____ DATA PROVIDED

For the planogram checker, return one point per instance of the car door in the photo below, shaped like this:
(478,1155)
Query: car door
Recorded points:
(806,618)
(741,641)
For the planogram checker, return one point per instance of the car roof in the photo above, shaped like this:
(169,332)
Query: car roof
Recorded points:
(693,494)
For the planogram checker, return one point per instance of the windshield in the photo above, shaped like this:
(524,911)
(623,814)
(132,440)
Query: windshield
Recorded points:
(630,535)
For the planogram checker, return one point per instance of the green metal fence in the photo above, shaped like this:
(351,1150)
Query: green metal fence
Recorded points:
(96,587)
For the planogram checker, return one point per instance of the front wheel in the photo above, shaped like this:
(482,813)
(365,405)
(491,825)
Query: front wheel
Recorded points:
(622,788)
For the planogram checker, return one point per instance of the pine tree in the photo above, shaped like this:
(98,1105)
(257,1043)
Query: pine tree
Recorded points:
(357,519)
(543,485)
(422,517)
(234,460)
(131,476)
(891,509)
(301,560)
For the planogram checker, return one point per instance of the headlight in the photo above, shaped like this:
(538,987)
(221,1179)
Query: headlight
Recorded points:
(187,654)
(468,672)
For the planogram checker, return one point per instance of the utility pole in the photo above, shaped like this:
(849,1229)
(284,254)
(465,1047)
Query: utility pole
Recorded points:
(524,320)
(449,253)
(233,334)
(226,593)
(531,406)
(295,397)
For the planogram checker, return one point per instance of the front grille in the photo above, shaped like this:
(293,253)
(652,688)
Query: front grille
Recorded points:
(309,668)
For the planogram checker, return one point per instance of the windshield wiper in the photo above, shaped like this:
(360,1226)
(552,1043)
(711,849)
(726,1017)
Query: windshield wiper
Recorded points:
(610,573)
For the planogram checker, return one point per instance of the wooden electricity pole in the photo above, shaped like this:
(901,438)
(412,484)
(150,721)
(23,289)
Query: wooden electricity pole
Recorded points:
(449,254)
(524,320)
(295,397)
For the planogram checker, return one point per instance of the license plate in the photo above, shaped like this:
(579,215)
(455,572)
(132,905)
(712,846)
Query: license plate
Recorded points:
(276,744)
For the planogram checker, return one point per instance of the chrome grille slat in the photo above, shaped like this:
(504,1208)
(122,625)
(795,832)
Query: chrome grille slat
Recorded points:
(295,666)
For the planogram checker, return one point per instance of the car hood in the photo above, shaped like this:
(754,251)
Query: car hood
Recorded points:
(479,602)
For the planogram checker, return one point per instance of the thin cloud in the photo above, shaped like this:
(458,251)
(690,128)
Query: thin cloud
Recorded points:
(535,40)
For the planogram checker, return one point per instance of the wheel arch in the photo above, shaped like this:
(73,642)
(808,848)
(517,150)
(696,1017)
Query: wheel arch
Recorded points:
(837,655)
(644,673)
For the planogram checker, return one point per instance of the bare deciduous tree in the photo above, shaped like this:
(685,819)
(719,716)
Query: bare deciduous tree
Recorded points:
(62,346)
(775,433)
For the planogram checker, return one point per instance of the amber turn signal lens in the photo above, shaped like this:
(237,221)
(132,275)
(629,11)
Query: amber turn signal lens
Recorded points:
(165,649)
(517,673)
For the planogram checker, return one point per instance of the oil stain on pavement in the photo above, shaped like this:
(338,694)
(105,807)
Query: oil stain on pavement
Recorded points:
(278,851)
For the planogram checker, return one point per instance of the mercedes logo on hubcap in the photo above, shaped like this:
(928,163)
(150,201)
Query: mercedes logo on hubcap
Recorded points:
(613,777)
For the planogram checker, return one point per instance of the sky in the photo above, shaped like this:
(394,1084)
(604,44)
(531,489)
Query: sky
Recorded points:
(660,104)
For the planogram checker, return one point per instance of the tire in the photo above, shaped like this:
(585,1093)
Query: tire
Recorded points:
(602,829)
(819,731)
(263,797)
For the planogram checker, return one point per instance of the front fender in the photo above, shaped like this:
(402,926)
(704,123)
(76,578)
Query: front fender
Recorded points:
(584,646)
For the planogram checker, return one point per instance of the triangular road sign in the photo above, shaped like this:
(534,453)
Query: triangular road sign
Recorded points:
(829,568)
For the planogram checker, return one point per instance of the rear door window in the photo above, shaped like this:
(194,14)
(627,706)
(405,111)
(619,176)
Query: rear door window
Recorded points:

________

**WHAT IS REQUIRED**
Revise all of the material above, replacing "planogram checker" with "shelf audit tool" each time it occurs and changing nothing else.

**SOLUTION TO THE PROBLEM**
For the shelf audit tool, return one point per instance of the car door in the photo below, shaped like this:
(478,1155)
Query: car door
Recorded points:
(806,618)
(741,641)
For the shelf audit tool, return one point per instance of the car roof in the photo above, shaped like this:
(169,332)
Query: car roof
Recorded points:
(693,494)
For the shelf audit tool, return one point per instance of the windshield in the photo above, shaped like this:
(524,911)
(623,814)
(132,440)
Query: windshield
Recorded points:
(630,535)
For the shelf audit tool, return one point per instance of the green metal fence in the photo above, shaped like this:
(351,1150)
Query: green metal fence
Recorded points:
(96,587)
For the shelf audit tool, return one point per instance of the front wheel in the photo above, shaped like this:
(482,813)
(365,405)
(491,825)
Query: front wheel
Recorded points:
(622,788)
For the shelf audit tool, return one point per instance of the pine tree in the photo above, shaped like this:
(98,1105)
(257,1043)
Query: pine tree
Recorded points:
(357,519)
(543,485)
(422,517)
(234,460)
(131,476)
(891,509)
(301,560)
For the shelf audit tool, return one point per instance of the headlight in the photo above, shaped like this:
(538,987)
(221,1179)
Query: headlight
Recorded points:
(187,654)
(468,672)
For the shelf audit tool, return one point per instance of the utility pole in the photo above, shaped like this:
(849,1229)
(284,254)
(465,1047)
Query: utility pole
Recorded points:
(524,320)
(449,253)
(233,334)
(226,593)
(531,406)
(295,397)
For the shelf audit tool, return one point per instance of the front grille in the photo above, shaped like this:
(293,253)
(652,688)
Query: front grille
Recorded points:
(309,668)
For the shelf audit tool, return one point per instance of the windshield wiper in the photo above, shaped like this:
(360,1226)
(552,1043)
(711,849)
(726,1017)
Query: windshield wiper
Recorded points:
(610,573)
For the shelf audit tool, return one point per instance of the wooden electricity pole in the photo above, shaped like this:
(901,438)
(412,484)
(150,721)
(23,289)
Query: wooden electricity pole
Recorded points:
(449,254)
(524,320)
(295,397)
For the shelf audit tool, return one point per instance of the license plate in the photo above, shaped like this:
(579,215)
(455,572)
(132,905)
(712,846)
Query: license plate
Recorded points:
(276,744)
For the shelf audit tool, return one point per instance of the chrome grille slat in the photo above, shaped like this:
(504,1208)
(122,625)
(795,832)
Query: chrome grille slat
Recorded points:
(295,666)
For the shelf audit tool, return one point per instance of the car hood in the photo above, shaped like this:
(754,251)
Query: car hood
Recorded points:
(479,602)
For the shelf audit tool, return one point per instance of the thin cloud in the photo above, shaped like this:
(458,251)
(690,128)
Query: thin cloud
Recorded points:
(535,40)
For the shelf audit tool, return one point per instance of the wheel arch in the photo above, shaped like this:
(73,642)
(808,848)
(517,150)
(696,1017)
Query: wheel arch
Recorded points:
(837,655)
(644,673)
For the shelf audit tool, return one point per instance of the bare deciduous tree in the photo above, shaped like this:
(685,819)
(719,716)
Query: bare deciduous tree
Recorded points:
(62,346)
(775,433)
For the shelf audit tool, return one point per instance of the amber turn signal lens in the photo above, shaped like this:
(237,221)
(132,275)
(629,11)
Query: amber turn signal lens
Recorded points:
(165,649)
(517,673)
For the shelf audit tool, return one point per instance of the oil stain on pavement in the photo above, shaped like this:
(338,694)
(105,807)
Query: oil stain on pavement
Recorded points:
(278,851)
For the shelf audit tool, return one point per instance of the mercedes logo on hubcap in the photo above, shaped like this:
(928,163)
(150,201)
Query: mercedes logo on hubcap
Recorded points:
(613,777)
For the shelf audit tool, return one point per instance of the sky in the photo above, shaped like this:
(394,1084)
(604,44)
(531,489)
Query: sky
Recorded points:
(660,104)
For the shelf audit tool, return one point per instance of the tire in the photo above, shaped like this:
(585,1093)
Query: tire
Recorded points:
(602,829)
(819,731)
(263,797)
For the shelf audit tool, return one point per instance of the front fender in the photo above, shaped like this:
(402,926)
(704,123)
(76,578)
Query: front fender
Recorded points:
(584,646)
For the shelf audit tool, return one point per instance of the triangular road sign in the photo above, shaped like this:
(534,453)
Query: triangular road sign
Recorded points:
(829,568)
For the shelf audit tool, return one point per instance of the rear door window in the photo above, shaped like this:
(194,14)
(627,706)
(405,111)
(619,176)
Query: rear door window
Recorded points:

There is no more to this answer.